What is expected
Each entry below must be repeated word for word.

Given information

------------------------------------------------------------------------

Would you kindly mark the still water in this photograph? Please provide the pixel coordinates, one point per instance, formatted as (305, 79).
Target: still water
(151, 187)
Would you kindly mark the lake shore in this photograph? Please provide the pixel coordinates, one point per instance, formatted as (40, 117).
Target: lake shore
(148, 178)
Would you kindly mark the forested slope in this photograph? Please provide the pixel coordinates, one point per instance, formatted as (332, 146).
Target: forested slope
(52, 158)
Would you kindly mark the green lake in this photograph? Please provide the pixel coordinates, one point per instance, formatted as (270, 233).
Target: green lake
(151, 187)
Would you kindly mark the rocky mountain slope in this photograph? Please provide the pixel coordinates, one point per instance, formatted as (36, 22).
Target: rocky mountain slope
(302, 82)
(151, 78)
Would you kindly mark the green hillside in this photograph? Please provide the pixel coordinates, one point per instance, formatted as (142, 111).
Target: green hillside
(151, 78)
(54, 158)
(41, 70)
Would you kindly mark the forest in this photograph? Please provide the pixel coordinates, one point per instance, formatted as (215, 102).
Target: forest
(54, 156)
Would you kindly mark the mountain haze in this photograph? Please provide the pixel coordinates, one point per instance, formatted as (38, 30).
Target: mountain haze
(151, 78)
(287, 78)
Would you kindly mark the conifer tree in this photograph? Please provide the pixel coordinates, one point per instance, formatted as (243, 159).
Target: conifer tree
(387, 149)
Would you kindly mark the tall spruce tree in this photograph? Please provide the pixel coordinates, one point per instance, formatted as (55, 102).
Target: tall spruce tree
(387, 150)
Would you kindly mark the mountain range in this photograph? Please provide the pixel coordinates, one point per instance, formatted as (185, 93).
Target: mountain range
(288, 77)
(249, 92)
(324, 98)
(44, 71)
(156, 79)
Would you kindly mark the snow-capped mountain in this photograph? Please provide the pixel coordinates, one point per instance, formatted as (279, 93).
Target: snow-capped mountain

------------------------------------------------------------------------

Solved problem
Would you kindly mark the still water in this photograph? Please provide the pixel coordinates, one point per instance, formatted as (305, 79).
Target: still water
(151, 187)
Would you kindly mark the lake shore in this photograph? Please provide the pixel coordinates, one point per instance, formatted as (40, 117).
Target: lake shore
(148, 178)
Would you kindly mark the forested slope in this photograph? Please provide the pixel coordinates, one point per instance, formatted as (332, 146).
Target: forested slope
(52, 158)
Would you kindly mark the green lake in this photograph? Please provide the pixel coordinates, one point per instance, formatted as (270, 233).
Target: green lake
(151, 187)
Would you kindly mark the rocky mountain slope in this photograph? Please provide the pixel coordinates, one point per instance, formatted as (36, 22).
Target: rocky mountain slope
(302, 82)
(151, 78)
Would you kindly mark the green hillside in this photograph? Please provide the pixel coordinates, one point per instance, formatted as (142, 111).
Target: green hillside
(151, 78)
(54, 158)
(41, 70)
Would you kindly mark the forest in this photograph? Please provide the pixel coordinates, one point per instance, formatted as (215, 102).
Target: forest
(54, 156)
Would you kindly mark the mountain haze in this photograph? Please provide the pixel coordinates, one point per instance, formatted as (38, 30).
Target: mountain haze
(151, 78)
(287, 78)
Would you kindly mark the conifer tree in this photograph? Please provide the pixel coordinates, one point per instance, formatted as (243, 159).
Target: conifer tree
(387, 149)
Would you kindly mark the tall spruce tree in this photograph? Please provide the pixel coordinates, one point per instance, formatted as (55, 102).
Target: tall spruce tree
(387, 150)
Would you kindly mark the mountain range in this photograph? Please provide the pixel coordinates, one point per instance, formatted as (185, 93).
Target: mountain range
(288, 77)
(249, 92)
(324, 98)
(44, 71)
(156, 79)
Would you kindly mark the snow-capped mountain in this photograph? Please provide the pixel coordinates, one point per instance, formatted as (279, 93).
Target: snow-capped mountain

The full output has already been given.